**Aim of the exercise**: Give back exactly the lines of the entries below from the line with "Please mark the propeller" to the line with "Please mark the headlight", inclusive, and only those.

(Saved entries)
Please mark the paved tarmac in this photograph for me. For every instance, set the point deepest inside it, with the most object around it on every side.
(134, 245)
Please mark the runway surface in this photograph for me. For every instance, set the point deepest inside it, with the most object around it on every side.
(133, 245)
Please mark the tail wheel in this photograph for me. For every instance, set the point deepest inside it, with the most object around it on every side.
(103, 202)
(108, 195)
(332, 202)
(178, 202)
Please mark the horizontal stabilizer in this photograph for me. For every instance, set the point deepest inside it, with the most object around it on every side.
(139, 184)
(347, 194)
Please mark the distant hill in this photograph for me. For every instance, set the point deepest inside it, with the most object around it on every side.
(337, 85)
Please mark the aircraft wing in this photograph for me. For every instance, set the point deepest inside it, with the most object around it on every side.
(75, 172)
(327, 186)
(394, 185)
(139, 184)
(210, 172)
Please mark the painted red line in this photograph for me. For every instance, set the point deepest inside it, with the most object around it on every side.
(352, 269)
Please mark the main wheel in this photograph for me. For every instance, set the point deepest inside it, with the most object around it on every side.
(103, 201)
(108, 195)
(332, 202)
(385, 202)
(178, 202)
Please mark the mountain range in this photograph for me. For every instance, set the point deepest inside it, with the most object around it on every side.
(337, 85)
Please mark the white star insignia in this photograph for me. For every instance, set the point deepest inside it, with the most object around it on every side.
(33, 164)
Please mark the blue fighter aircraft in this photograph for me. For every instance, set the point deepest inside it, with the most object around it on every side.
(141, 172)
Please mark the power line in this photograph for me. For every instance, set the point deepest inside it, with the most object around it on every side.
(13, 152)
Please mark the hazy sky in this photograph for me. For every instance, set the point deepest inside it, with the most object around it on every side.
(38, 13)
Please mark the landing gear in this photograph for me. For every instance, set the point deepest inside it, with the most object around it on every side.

==

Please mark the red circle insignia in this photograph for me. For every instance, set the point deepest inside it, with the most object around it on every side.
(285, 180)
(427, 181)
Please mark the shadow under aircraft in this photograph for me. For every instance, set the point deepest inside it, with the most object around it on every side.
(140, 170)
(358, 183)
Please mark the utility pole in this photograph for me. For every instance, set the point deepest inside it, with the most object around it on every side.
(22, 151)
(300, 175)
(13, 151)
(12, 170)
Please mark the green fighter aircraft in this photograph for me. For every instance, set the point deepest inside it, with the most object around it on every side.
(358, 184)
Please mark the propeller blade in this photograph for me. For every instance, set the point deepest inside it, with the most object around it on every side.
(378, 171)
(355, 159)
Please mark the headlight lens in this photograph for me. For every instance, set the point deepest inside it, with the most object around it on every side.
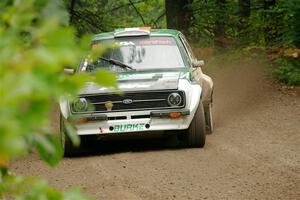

**Exercise output**:
Please mark the propeller blade in this photograph for me. For every instance, set the point deepest inside it, with the most object around it on every side.
(378, 171)
(355, 159)
Please mark the headlight lens in this photograph for me. For every instance, set the point deepest inside it, with the most object around it on every side.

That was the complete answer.